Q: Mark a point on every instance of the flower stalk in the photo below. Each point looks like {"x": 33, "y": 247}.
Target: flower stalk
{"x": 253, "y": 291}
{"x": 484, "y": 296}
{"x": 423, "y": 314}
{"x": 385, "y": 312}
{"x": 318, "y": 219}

· · · · · · ·

__Problem to solve__
With nothing left out, copy the data above exactly.

__Result for this task__
Q: Mark a point on every instance of the flower stalk in the photo below. Each point looks like {"x": 33, "y": 247}.
Target: flower stalk
{"x": 253, "y": 291}
{"x": 484, "y": 296}
{"x": 423, "y": 314}
{"x": 385, "y": 312}
{"x": 318, "y": 219}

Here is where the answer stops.